### What this task involves
The response should hold each line from the entries below where "blue" is found.

(Stored items from a collection)

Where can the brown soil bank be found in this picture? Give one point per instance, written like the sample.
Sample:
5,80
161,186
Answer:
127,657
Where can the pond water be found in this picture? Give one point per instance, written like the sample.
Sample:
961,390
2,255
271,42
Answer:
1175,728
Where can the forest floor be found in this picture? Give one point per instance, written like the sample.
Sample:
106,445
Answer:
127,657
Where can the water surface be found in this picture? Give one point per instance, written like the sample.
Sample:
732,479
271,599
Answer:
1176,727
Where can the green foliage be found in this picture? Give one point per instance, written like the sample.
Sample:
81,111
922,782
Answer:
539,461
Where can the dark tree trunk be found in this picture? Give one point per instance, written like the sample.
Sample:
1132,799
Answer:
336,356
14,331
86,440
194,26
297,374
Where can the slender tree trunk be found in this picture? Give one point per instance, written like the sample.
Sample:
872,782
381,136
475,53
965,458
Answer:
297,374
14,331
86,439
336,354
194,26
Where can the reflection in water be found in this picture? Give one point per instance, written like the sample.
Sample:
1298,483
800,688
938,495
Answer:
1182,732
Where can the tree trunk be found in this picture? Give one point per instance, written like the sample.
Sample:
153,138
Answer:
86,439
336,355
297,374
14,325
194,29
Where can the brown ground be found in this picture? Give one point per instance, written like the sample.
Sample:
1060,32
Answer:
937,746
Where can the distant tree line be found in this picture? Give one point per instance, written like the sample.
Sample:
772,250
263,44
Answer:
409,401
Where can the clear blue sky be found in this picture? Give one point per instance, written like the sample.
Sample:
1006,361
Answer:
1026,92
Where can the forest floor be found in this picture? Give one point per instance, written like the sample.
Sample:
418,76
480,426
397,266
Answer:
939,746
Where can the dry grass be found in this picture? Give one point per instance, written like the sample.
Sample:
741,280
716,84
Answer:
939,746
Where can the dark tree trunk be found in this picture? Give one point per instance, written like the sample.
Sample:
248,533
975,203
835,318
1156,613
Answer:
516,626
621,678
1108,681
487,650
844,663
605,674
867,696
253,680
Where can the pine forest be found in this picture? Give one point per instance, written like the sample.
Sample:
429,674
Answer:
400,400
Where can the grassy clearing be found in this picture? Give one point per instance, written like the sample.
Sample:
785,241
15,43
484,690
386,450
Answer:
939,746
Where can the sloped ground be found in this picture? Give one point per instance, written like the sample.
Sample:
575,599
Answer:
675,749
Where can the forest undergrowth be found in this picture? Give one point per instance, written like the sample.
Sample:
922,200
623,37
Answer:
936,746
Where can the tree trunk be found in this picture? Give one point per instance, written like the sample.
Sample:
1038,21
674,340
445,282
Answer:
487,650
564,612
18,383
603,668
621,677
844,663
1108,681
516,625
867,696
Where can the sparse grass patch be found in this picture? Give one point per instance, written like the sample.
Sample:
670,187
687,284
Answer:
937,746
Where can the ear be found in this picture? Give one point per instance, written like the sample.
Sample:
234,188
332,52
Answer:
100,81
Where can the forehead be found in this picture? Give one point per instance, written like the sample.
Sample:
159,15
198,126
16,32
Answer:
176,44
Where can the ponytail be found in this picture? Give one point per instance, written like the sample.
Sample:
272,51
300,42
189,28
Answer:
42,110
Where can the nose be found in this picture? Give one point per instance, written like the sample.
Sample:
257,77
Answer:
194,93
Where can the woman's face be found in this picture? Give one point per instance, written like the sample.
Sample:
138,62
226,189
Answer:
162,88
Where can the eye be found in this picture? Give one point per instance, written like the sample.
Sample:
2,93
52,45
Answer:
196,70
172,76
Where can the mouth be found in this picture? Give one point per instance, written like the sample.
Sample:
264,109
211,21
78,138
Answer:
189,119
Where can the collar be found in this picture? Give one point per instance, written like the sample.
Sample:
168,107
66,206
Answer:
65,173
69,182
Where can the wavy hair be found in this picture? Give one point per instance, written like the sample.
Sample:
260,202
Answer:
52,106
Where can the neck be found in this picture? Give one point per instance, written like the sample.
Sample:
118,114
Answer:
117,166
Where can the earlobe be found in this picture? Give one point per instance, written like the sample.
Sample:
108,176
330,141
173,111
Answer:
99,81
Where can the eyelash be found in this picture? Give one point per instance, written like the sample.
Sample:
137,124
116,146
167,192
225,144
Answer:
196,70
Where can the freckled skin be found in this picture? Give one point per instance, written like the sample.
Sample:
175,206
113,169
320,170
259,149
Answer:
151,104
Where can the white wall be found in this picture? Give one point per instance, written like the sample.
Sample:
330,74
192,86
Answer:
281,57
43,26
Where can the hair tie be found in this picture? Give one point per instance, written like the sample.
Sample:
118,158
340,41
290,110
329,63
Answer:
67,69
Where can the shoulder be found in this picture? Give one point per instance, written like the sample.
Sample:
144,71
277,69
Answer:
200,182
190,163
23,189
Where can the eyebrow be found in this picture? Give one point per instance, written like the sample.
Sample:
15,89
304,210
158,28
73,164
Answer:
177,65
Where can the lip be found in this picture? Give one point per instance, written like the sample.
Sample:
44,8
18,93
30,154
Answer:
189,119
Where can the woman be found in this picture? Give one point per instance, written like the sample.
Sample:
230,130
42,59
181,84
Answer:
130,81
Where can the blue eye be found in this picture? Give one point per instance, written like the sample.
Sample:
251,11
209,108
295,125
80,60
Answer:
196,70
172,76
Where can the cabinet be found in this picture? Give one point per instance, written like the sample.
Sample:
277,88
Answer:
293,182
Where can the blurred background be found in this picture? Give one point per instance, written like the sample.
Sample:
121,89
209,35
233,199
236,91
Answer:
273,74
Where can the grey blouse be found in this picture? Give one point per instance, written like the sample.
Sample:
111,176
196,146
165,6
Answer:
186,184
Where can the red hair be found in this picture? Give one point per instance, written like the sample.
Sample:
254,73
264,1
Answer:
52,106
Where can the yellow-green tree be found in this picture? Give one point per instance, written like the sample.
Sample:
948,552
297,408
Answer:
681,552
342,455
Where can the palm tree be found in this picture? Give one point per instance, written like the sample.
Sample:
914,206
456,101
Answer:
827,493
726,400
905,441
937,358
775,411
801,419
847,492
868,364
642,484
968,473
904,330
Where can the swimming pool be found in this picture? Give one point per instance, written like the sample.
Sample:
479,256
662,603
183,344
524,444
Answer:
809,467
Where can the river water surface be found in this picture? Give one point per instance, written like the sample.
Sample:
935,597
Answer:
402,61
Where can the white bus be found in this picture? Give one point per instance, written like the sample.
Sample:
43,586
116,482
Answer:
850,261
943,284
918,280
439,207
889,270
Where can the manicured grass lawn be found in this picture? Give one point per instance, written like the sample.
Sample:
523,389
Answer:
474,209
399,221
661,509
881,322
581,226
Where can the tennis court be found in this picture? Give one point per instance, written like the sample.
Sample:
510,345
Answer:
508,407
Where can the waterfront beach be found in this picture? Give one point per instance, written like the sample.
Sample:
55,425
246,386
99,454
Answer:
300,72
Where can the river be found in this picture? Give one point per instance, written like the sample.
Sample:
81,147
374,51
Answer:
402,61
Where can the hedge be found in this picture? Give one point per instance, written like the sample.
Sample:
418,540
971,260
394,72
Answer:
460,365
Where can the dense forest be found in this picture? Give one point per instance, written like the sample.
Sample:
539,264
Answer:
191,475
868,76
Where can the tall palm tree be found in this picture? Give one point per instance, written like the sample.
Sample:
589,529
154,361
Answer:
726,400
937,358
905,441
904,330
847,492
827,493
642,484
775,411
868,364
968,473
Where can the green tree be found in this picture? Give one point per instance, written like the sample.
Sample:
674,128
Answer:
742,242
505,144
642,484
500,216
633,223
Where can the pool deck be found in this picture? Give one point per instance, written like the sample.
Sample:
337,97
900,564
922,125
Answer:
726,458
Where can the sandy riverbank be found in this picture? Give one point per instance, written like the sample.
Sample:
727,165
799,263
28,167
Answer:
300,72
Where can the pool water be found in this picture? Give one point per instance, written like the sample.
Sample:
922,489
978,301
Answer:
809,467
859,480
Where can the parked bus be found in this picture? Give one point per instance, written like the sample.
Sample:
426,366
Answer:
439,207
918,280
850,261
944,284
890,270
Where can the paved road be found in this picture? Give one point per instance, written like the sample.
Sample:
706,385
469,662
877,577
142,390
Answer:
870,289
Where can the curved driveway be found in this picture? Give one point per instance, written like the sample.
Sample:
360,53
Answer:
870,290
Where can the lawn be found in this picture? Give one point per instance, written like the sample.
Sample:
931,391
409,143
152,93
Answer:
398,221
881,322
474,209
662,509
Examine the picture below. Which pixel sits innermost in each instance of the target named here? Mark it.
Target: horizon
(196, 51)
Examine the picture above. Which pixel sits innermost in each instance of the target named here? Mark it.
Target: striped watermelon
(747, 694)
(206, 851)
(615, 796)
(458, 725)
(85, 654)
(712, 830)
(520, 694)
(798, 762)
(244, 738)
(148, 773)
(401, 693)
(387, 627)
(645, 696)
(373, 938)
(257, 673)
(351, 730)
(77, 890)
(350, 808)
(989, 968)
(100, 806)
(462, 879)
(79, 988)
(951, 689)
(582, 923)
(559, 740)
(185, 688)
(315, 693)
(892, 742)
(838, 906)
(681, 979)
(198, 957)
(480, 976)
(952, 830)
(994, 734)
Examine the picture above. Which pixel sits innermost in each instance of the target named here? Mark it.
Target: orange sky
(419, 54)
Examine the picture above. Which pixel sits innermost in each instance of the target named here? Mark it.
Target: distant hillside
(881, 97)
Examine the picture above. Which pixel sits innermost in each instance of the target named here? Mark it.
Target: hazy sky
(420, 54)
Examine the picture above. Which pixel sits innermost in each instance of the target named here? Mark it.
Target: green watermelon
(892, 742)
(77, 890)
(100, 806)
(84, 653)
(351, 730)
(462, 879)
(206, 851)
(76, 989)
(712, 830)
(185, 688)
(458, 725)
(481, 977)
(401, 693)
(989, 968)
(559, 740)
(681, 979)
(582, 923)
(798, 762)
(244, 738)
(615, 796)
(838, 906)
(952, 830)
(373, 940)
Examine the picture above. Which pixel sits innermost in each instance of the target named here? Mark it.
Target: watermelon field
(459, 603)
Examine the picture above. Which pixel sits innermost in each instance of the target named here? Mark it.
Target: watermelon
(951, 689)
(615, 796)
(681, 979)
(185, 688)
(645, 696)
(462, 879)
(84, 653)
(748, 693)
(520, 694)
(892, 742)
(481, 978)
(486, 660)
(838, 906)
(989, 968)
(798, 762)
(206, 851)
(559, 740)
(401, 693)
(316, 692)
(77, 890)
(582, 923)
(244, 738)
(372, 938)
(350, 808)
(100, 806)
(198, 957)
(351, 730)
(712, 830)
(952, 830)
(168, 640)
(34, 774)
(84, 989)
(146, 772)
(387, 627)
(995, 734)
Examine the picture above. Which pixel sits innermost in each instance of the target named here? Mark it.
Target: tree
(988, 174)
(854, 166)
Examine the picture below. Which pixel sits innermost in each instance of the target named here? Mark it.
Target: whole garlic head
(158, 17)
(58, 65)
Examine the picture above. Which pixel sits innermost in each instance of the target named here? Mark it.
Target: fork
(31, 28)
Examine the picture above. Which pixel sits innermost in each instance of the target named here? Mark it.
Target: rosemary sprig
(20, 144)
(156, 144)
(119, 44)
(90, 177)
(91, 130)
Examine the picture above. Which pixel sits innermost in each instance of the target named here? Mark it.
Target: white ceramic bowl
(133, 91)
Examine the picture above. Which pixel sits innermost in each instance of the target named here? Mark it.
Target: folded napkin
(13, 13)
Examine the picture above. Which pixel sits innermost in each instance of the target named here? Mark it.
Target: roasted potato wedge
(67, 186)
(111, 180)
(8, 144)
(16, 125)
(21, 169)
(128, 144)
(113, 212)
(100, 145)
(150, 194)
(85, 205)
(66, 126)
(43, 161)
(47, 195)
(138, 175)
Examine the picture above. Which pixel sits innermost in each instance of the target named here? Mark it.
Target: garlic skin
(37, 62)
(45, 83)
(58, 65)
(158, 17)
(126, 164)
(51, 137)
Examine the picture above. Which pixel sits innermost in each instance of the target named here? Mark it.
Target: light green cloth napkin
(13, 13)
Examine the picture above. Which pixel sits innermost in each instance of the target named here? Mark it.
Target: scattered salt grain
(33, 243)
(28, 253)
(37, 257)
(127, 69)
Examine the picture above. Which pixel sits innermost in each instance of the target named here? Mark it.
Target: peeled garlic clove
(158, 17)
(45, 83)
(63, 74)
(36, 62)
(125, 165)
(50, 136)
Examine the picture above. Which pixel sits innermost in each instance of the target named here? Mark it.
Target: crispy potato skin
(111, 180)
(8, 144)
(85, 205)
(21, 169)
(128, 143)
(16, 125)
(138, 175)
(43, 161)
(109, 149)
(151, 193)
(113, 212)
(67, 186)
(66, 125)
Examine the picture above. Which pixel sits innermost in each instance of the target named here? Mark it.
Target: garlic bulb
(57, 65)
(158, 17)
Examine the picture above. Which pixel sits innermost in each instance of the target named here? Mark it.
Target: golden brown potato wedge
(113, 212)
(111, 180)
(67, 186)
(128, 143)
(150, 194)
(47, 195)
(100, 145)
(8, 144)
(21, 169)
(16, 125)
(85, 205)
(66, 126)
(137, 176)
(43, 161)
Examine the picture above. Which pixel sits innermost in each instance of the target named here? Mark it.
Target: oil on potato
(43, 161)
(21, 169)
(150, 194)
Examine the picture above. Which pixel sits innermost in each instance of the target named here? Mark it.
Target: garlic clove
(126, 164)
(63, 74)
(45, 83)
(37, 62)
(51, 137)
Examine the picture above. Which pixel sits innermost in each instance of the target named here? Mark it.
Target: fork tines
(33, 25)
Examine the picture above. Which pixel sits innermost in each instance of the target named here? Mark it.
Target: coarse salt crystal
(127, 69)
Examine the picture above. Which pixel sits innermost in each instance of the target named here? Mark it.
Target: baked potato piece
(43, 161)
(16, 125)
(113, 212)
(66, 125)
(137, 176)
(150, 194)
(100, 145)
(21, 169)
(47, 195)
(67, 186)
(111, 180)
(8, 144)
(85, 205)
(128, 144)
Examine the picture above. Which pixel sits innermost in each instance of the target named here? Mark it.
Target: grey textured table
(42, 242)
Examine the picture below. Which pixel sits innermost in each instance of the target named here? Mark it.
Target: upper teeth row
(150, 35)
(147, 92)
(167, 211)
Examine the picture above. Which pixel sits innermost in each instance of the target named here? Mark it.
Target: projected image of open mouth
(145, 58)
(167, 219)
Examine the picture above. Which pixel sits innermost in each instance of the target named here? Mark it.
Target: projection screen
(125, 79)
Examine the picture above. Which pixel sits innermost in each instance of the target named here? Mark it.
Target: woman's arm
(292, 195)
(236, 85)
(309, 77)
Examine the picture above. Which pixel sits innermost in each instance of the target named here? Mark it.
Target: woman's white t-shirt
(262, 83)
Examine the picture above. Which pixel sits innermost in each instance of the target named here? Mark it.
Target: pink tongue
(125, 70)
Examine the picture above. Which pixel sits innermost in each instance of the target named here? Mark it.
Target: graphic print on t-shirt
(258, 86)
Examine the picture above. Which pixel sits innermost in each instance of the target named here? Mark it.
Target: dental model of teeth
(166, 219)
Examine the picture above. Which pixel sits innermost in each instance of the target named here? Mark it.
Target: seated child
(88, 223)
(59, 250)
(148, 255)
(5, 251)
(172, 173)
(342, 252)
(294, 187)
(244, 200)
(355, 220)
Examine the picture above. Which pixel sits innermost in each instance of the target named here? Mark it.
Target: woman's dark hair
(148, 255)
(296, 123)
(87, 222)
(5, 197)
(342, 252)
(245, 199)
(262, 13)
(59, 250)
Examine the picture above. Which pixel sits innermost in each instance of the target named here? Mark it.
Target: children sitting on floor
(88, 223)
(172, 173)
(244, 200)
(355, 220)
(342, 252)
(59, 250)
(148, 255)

### Result of this task
Where can the clear blue sky be found in this picture? Give one point per instance, written like the sample.
Where can the blue eye be found in this picture? Give one point per instance, written like the sample.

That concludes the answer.